◆ **Tasks**:
#1 Reproduce everything in the Alaska airline history from "Operations continue throughout" down to "doors in 1974.".
#2 List every aircraft type, by make and model, that the Alaska airline history names.
#3 According to the Alaska airline history, on what date was Alaska Southern Airways sold to Pan Am?

◆ **Exercise passage**:
______________________________
Pete Johnson and Mark Murdock found the charter carrier Tamgass Aviation on Annette Island in 1960 to provide flights to such local destinations as Ketchikan and Metlakatta, plus bush locations. Scheduled services are introduced on March 10, 1964.
Operations continue throughout the decade with 1 each de Havilland Canada DHC-2 Beaver and Cessna 185, both float-equipped. The company name is changed to Southcoast Airways in 1969 and to Alaska Southcoast Airways a year later.
Unable to maintain economic viability in the face of recession and increased oil prices, the company closes its doors in 1974.
ALASKA SOUTHERN AIRWAYS: United States (1933-1934). Established at Juneau as an FBO by Nick Bez, a canning industry official, Alaska Southern Airways becomes a charter airline operation in March 1932 when Bez purchases the remaining assets of Alaska-Washington Airways at a receiver’s sale. The major components acquired are the float-equipped Lockheed Model 5 Vegas Petersburg and Sitka, which are renamed Chichagof and Baranof, respectively. Alaska-Washington pilots Robert “Bob” Ellis, Gene Meyring, and A. B. “Cot” Hayes are retained, the latter as manager. Later in the year, a Fairchild 71, christened Pribilof, and a Keystone-Loening K-84 Commuter, the Kruzof, are also acquired.
Renamed and reformed, Alaska Southern begins scheduled passenger and air express services in mid-1933 to Sitka via Chichagof and Ketchikan, and Ketchikan to Klawock. The year’s operations are successful and the company pays a dividend, the first by an American airline not on government subsidy.
Early in 1934, the two Lockheed Model 5 floatplane Vegas begin flights from Juneau to Seattle via Ketchikan. One of the Vegas, the Baranof, piloted by Gene Meyring with four aboard, crashes while landing at Pinta Bay on October 10 (one dead). This service runs square across the developing route system of Pan American Airways (PAA) subsidiary Pacific Alaska Airways. Unable to compete with one Vega, Alaska Southern is sold to Pan Am on November 13 and merged.
______________________________
◆ **Dataset content**:
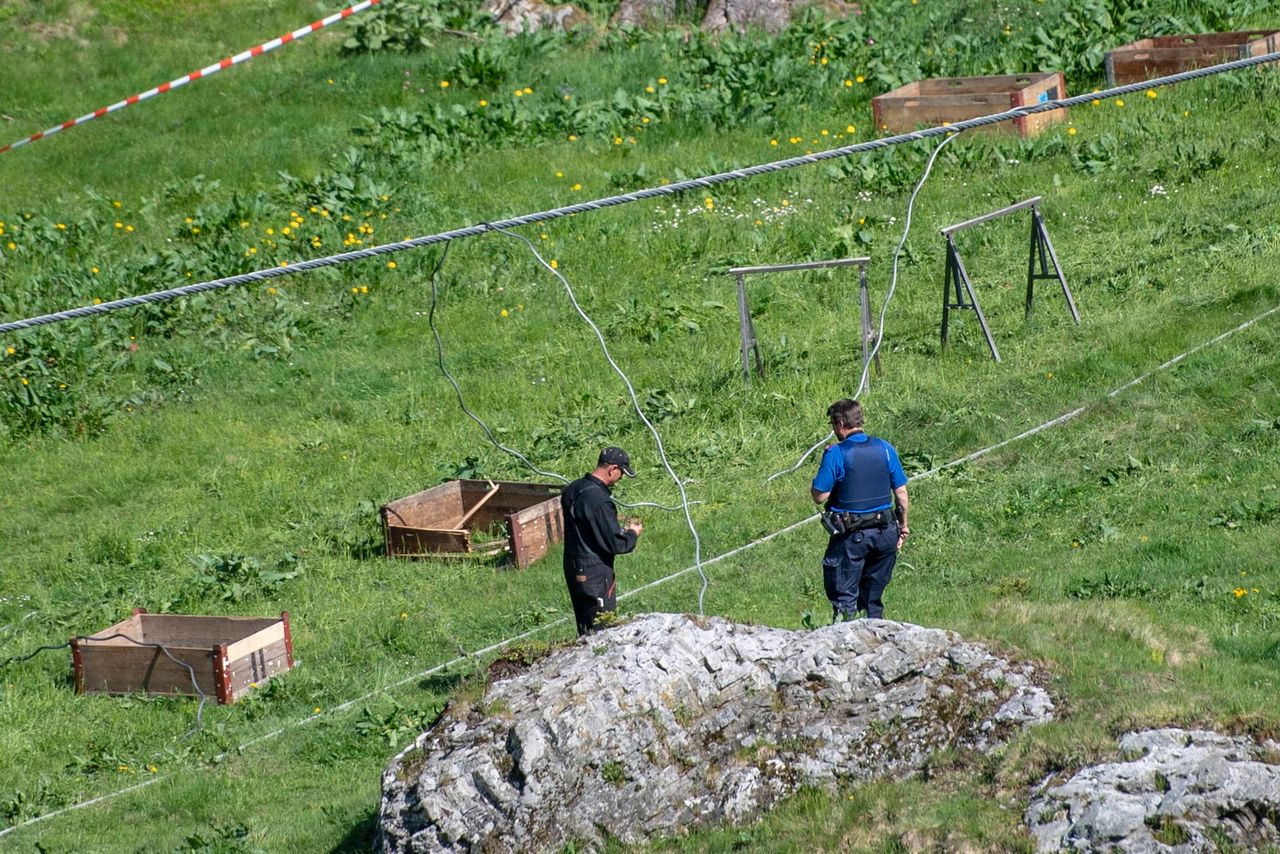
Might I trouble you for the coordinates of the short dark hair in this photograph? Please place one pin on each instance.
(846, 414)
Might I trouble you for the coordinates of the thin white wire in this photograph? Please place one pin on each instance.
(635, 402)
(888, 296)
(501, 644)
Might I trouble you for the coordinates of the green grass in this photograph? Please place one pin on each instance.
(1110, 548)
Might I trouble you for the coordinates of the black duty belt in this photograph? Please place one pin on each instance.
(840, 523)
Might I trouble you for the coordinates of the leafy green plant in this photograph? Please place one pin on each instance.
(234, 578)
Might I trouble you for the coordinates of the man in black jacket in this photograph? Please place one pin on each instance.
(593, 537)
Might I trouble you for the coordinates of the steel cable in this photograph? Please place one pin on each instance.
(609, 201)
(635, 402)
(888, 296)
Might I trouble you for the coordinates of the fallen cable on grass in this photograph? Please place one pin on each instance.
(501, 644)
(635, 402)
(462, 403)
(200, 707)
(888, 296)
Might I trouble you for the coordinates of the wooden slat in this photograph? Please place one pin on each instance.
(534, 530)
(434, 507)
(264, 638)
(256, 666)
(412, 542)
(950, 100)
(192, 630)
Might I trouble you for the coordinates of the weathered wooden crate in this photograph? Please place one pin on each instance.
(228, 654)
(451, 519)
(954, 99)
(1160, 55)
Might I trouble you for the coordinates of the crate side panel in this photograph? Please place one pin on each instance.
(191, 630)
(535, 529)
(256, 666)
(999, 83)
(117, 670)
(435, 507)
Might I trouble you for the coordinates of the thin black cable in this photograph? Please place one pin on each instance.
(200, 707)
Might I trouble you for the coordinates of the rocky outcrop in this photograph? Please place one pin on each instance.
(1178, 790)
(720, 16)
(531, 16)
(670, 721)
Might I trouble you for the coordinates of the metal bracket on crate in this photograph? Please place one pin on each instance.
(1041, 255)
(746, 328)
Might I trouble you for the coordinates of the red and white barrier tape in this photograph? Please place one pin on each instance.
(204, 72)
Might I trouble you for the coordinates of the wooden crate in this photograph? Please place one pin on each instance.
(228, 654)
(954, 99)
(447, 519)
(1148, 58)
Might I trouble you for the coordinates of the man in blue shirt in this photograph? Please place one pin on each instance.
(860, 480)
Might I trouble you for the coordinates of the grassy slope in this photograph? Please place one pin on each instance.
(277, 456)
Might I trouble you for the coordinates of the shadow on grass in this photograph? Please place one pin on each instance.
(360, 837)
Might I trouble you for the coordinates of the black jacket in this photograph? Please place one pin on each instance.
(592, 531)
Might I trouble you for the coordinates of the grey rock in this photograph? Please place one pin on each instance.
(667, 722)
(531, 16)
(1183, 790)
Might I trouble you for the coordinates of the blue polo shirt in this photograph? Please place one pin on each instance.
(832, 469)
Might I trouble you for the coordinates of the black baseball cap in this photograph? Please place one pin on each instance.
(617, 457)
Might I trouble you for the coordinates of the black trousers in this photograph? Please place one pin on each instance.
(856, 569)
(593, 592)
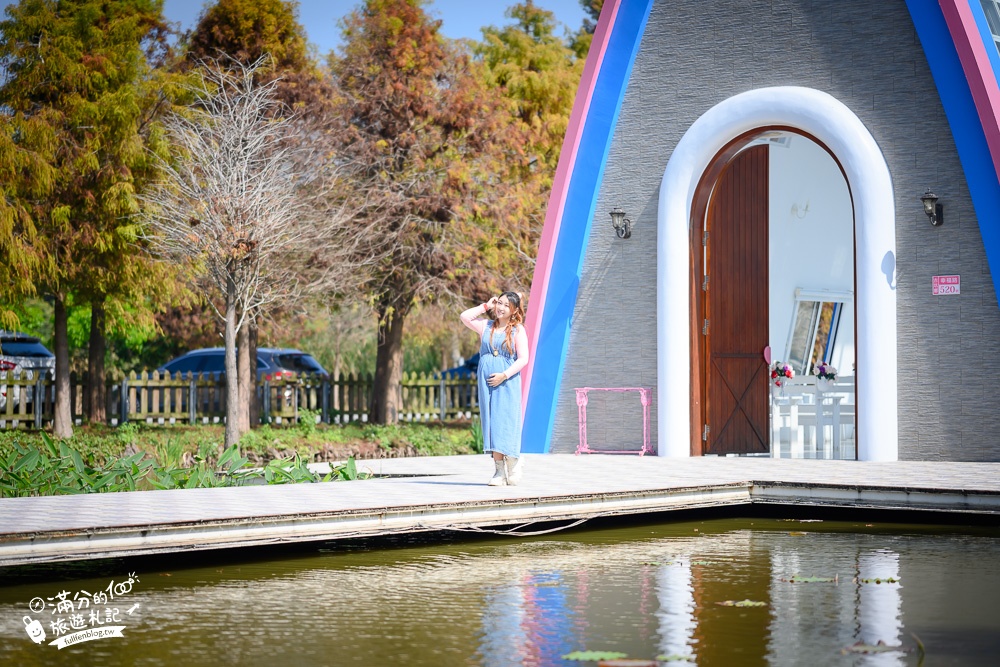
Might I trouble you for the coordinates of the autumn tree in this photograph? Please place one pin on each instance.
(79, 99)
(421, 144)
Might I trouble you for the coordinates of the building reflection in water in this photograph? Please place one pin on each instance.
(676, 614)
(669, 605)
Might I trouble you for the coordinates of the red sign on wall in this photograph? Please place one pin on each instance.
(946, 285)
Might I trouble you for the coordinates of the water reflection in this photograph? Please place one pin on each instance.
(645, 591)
______________________________
◆ **Responses in order**:
#1
Operations continue throughout the decade with 1 each de Havilland Canada DHC-2 Beaver and Cessna 185, both float-equipped. The company name is changed to Southcoast Airways in 1969 and to Alaska Southcoast Airways a year later.
Unable to maintain economic viability in the face of recession and increased oil prices, the company closes its doors in 1974.

#2
de Havilland Canada DHC-2 Beaver
Cessna 185
Lockheed Model 5 Vega
Fairchild 71
Keystone-Loening K-84 Commuter

#3 November 13 (1934)